→ Short exercise: Can you scale the records between the line holding "Isolate dirt path from the rest of the scene." and the line holding "[133,218,219,342]", inclusive? Repeat every line in that span, text lines and coordinate lines alike, with each coordinate multiplied by 1.65 and rounded to a whole number (halves up), and return only those lines.

→ Records to process:

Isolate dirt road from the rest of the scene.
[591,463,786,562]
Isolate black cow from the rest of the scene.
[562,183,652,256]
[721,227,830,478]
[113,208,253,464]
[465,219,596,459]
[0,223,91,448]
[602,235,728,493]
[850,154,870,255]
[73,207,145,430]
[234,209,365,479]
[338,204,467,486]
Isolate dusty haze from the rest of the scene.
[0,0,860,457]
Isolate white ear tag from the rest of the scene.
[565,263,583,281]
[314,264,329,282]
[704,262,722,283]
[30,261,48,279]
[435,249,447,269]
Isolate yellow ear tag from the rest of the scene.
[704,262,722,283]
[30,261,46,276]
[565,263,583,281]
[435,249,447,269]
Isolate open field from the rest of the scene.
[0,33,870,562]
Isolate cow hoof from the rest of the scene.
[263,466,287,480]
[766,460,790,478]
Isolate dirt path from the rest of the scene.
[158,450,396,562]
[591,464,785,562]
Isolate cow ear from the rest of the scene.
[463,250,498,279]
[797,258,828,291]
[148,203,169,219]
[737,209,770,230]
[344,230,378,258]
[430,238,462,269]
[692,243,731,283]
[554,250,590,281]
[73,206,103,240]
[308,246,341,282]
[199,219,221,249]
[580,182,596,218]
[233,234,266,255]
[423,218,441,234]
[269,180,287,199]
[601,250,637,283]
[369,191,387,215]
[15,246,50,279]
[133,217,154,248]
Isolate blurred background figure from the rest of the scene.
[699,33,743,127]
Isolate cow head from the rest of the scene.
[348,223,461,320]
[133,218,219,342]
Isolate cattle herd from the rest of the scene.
* * *
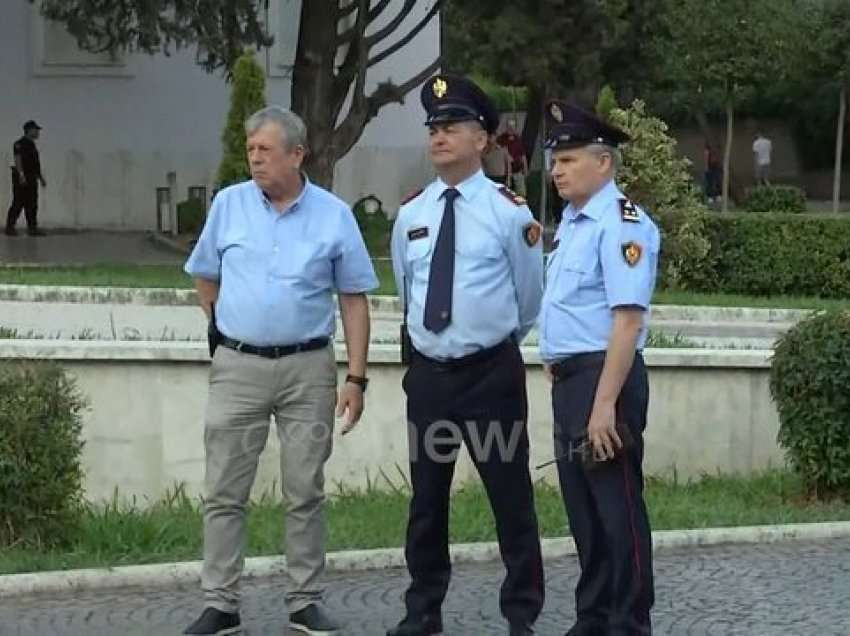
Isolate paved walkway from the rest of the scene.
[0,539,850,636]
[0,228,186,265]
==
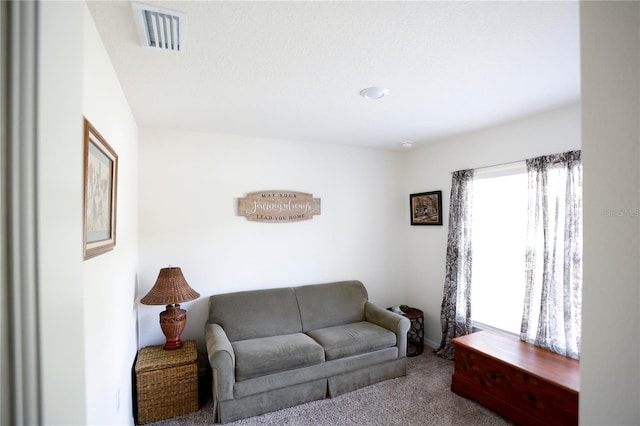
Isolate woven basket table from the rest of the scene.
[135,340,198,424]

→ Output of the task:
Isolate dirt path from the rest of the scene.
[261,743,653,927]
[975,766,1295,927]
Isolate cow ear from the rest of the scene.
[764,413,822,460]
[1315,426,1366,480]
[244,335,279,361]
[1216,345,1271,380]
[568,380,624,426]
[710,393,762,444]
[1142,401,1206,467]
[914,413,974,464]
[120,340,170,396]
[508,406,563,465]
[328,361,365,411]
[957,300,983,360]
[384,386,439,421]
[698,360,728,386]
[444,297,474,328]
[992,413,1051,467]
[609,315,639,355]
[25,406,83,460]
[219,358,254,409]
Isolate blurred background figure from the rest of the scene.
[1153,54,1226,210]
Isolate cow head from the rest of the scene.
[574,368,761,528]
[219,360,361,564]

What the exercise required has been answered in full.